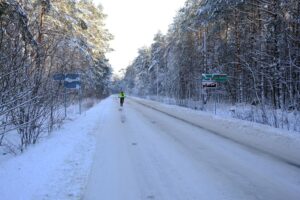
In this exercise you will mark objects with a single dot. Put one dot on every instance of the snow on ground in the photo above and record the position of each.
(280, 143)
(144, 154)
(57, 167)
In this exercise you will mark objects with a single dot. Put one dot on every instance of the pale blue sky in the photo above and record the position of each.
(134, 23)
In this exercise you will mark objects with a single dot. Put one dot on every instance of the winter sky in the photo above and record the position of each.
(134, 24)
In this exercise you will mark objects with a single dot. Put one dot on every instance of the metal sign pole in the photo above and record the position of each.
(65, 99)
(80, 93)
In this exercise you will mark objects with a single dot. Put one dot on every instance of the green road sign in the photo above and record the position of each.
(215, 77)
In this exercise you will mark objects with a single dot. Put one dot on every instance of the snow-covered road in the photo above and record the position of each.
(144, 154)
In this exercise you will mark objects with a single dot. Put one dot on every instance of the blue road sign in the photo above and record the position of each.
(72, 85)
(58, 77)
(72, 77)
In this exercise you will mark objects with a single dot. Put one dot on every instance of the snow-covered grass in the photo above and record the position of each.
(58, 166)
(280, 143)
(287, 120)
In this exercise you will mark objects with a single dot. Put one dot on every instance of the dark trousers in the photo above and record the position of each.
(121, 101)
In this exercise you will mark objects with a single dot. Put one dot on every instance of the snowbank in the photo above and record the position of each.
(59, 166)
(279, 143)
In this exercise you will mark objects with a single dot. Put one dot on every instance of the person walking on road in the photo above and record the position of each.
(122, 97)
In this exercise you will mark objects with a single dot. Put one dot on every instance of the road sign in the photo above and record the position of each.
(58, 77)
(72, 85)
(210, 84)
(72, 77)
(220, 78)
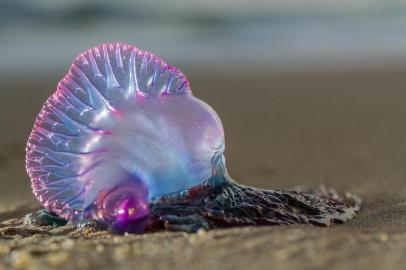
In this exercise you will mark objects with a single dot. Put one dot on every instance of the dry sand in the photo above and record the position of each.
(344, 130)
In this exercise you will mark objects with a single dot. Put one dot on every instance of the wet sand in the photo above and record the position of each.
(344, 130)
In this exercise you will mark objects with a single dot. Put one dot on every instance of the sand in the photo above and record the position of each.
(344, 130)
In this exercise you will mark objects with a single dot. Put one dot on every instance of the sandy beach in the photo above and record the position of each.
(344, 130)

☆ ☆ ☆

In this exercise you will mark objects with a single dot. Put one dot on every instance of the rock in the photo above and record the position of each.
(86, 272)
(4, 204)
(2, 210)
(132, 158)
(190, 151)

☆ ☆ ☆

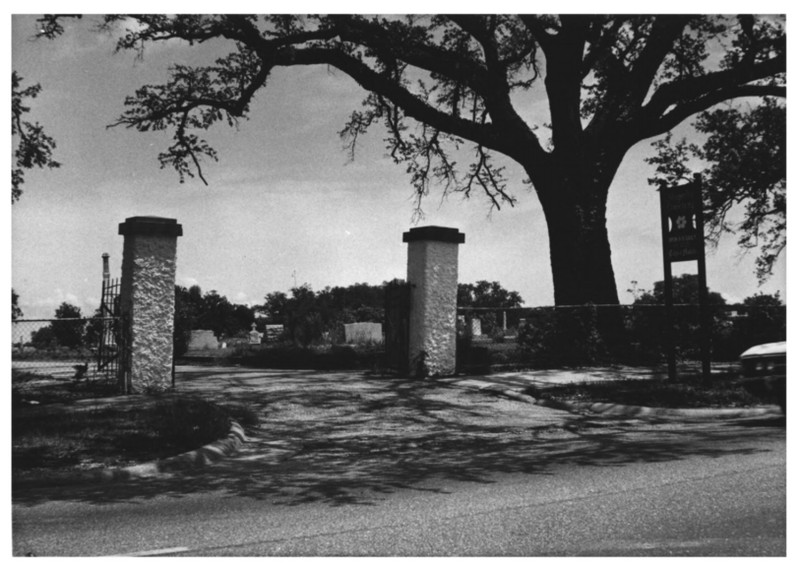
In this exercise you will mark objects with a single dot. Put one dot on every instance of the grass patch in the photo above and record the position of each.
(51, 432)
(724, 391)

☆ ☆ ☆

Extrayez des items ci-dessus toutes les lignes contenant le mot "grass", en tenant compte de la casse.

In this exercise you will mark objects with a single dot. Put one dot on every instance of the snow-covered grass in the photo above and record the position of each.
In this exercise you will mark objects with a single dot. Put one dot on every instance of the grass patch in the photo above and record the position of each.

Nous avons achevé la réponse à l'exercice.